> _GIVEN PASSAGE_:
-*-*-

Unknown reporter writes

Reproduce: - open "Language support" - "Language for menus and windows" tab - install Japanese language - drag "Japanese" to top of list - logout and login - start recoll, start indexing - "Indexing failed" dialog message

using ppa:recoll-backports/recoll-1.15-on since 1.23.1-1ppa1xenial1

Thank you for reading this.

medoc writes

I guess that you are running ubuntu xenial. Is this true (could be mint or some others too) ?

What desktop are you running (Unity/xfce/gnome, etc.) ?

prevh writes

  • Ubuntu MATE

  • 16.04.2 LTS (Xenial Xerus) 64 bit

  • MATE 1.12.1

  • I installed with 16.04.2 iso image.

  • All packages are up to date. (Linux 4.8.0-46-generic x86_64)

medoc writes

Thanks.

Before I try to reproduce the issue, could you please follow the instructions in here: https://bitbucket.org/medoc/recoll/wiki/WhyIsMyFileNotIndexed and attach the end of the indexing log file so that we have an idea of what the cause could be ?

prevh writes

Is this the correct way?

#!bash

~$ mkdir .recoll
mkdir: ディレクトリ `.recoll' を作成できません: ファイルが存在します
~$ rm -r .recoll
~$ mkdir .recoll
~$ ls -a .recoll
.  ..

-*-*-

Dataset entries
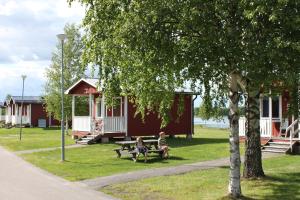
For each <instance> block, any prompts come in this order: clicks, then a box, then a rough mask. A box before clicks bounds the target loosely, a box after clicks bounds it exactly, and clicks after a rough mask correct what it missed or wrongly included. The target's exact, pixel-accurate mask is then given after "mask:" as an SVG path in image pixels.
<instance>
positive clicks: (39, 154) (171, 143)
mask: <svg viewBox="0 0 300 200" xmlns="http://www.w3.org/2000/svg"><path fill="white" fill-rule="evenodd" d="M195 132H196V134H195V137H194V139H192V140H186V139H185V138H184V137H181V138H175V139H167V142H168V143H169V145H170V147H171V152H170V155H171V156H170V158H169V159H168V160H161V159H159V158H158V156H157V155H156V154H155V155H151V156H150V159H149V161H148V163H144V162H143V159H142V158H141V160H140V162H137V163H134V162H133V161H132V160H131V159H130V157H129V156H124V157H123V156H122V157H121V158H117V157H116V153H115V152H114V151H113V149H114V148H116V147H118V146H117V145H115V144H114V142H111V143H108V144H95V145H91V146H89V147H86V148H79V149H78V148H77V149H67V150H66V159H67V161H66V162H64V163H62V162H60V151H59V150H55V151H48V152H39V153H32V154H26V155H22V156H23V157H24V158H25V159H26V160H28V161H29V162H31V163H33V164H35V165H37V166H39V167H41V168H43V169H45V170H47V171H49V172H51V173H54V174H56V175H58V176H61V177H63V178H65V179H68V180H72V181H76V180H83V179H89V178H94V177H98V176H107V175H112V174H116V173H122V172H128V171H135V170H141V169H148V168H154V167H165V166H174V165H180V164H184V163H193V162H198V161H205V160H214V159H217V158H222V157H227V156H228V155H229V148H228V130H220V129H209V128H200V127H199V126H197V127H196V131H195Z"/></svg>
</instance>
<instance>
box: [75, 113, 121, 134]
mask: <svg viewBox="0 0 300 200" xmlns="http://www.w3.org/2000/svg"><path fill="white" fill-rule="evenodd" d="M100 121H102V122H101V123H100ZM95 122H98V123H100V126H101V132H102V133H108V132H109V133H111V132H125V131H126V125H125V117H105V118H97V119H96V120H93V121H92V123H95ZM93 129H95V125H94V124H93V126H91V118H90V117H87V116H74V117H73V131H87V132H94V131H93Z"/></svg>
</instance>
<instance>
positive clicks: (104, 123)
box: [103, 117, 126, 132]
mask: <svg viewBox="0 0 300 200" xmlns="http://www.w3.org/2000/svg"><path fill="white" fill-rule="evenodd" d="M103 121H104V126H103V128H104V132H125V128H126V126H125V117H105V118H104V119H103Z"/></svg>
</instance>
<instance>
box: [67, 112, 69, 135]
mask: <svg viewBox="0 0 300 200" xmlns="http://www.w3.org/2000/svg"><path fill="white" fill-rule="evenodd" d="M66 133H67V135H69V119H68V115H66Z"/></svg>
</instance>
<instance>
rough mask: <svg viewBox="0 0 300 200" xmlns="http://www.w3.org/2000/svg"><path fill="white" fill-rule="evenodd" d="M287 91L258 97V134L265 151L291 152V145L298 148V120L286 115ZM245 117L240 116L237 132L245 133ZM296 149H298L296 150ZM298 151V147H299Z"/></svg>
mask: <svg viewBox="0 0 300 200" xmlns="http://www.w3.org/2000/svg"><path fill="white" fill-rule="evenodd" d="M289 99H290V97H289V93H288V91H284V92H283V93H282V94H280V95H277V96H266V95H262V96H261V98H260V134H261V141H262V143H263V144H265V146H264V150H265V151H272V152H277V153H281V152H282V153H284V152H285V153H287V152H293V148H292V147H293V146H297V148H299V147H298V146H299V141H300V134H299V129H298V127H300V126H299V122H298V119H296V118H295V117H294V116H293V115H288V112H287V111H288V104H289ZM245 124H246V118H245V117H240V120H239V134H240V137H241V138H243V137H244V136H245V133H246V125H245ZM297 151H298V150H297ZM299 152H300V148H299Z"/></svg>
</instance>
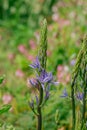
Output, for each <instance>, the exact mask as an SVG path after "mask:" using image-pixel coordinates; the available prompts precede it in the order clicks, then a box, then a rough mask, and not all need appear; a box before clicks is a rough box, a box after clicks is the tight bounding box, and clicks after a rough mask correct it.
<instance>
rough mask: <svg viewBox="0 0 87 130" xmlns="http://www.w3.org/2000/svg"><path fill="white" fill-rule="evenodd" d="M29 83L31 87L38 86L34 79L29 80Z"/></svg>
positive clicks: (34, 78)
mask: <svg viewBox="0 0 87 130" xmlns="http://www.w3.org/2000/svg"><path fill="white" fill-rule="evenodd" d="M29 82H30V84H31V85H32V86H33V87H36V86H37V85H38V81H37V80H36V79H35V78H32V79H30V80H29Z"/></svg>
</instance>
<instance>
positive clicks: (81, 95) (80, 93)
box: [76, 92, 83, 100]
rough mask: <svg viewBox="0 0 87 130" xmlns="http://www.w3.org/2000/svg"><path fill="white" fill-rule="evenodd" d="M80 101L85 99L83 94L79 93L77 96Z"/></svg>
mask: <svg viewBox="0 0 87 130" xmlns="http://www.w3.org/2000/svg"><path fill="white" fill-rule="evenodd" d="M76 97H77V99H78V100H82V99H83V93H80V92H78V93H77V95H76Z"/></svg>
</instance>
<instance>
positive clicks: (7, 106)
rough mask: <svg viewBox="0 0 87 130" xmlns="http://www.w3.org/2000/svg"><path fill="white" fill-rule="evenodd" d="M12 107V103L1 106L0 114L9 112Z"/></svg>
mask: <svg viewBox="0 0 87 130" xmlns="http://www.w3.org/2000/svg"><path fill="white" fill-rule="evenodd" d="M10 108H11V105H9V104H8V105H3V106H2V107H1V108H0V114H3V113H5V112H7V111H8V110H9V109H10Z"/></svg>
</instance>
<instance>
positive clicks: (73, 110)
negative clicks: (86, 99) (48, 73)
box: [71, 37, 87, 130]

-*-*-

> _WHAT THIS EXERCISE ASKS_:
**A.** In the Recoll indexing thread, why does medoc ask prevh to attach the end of the indexing log file? Answer in one to three sentences.
**B.** According to the Recoll indexing thread, which MATE version is prevh running?
**C.** Please write the next part of the Recoll indexing thread, picking up after its last line.

> _RESPONSES TO THE TASKS_:
**A.** medoc wants the end of the indexing log so they can get an idea of what could be causing the indexing failure. Before trying to reproduce the issue, medoc asks prevh to follow the linked instructions and attach that part of the log.

**B.** MATE 1.12.1.

**C.**
~$ echo "loglevel = 6"  > > .recoll/recoll.conf
~$ echo "logfilename = stderr"  > > .recoll/recoll.conf
~$ echo "thrQSizes = -1 -1 -1"  > > .recoll/recoll.conf
~$ cat .recoll/recoll.conf
loglevel = 6
logfilename = stderr
thrQSizes = -1 -1 -1
~$ recollindex  > /tmp/myindexlog 2 >&1
~$ mv /tmp/myindexlog ./
~$ recollindex -i myindexlog  > myindexlog-i 2 >&1
~$ ls my*
myindexlog  myindexlog-i
~$ grep failed my*
myindexlog::5:rcldb/stoplist.cpp:35::StopList::StopList: file_to_string(/home/prevh/.recoll/stoplist.txt) failed: open/stat: errno: 2 :
myindexlog::5:rcldb/stoplist.cpp:35::StopList::StopList: file_to_string(/home/prevh/.recoll/stoplist.txt) failed: open/stat: errno: 2 :
myindexlog::5:rcldb/stoplist.cpp:35::StopList::StopList: file_to_string(/home/prevh/.recoll/stoplist.txt) failed: open/stat: errno: 2 :
myindexlog::2:index/indexer.cpp:346::ConfIndexer::createAspellDict: aspell buildDict failed: aspell dictionary creation command failed:
myindexlog:Indexing failed
myindexlog-i::5:rcldb/stoplist.cpp:35::StopList::StopList: file_to_string(/home/prevh/.recoll/stoplist.txt) failed: open/stat: errno: 2 :
~$ grep errno my* | grep -v failed
myindexlog::2:utils/netcon.cpp:439::NetconData::send: send(11) errno 32 (Broken pipe)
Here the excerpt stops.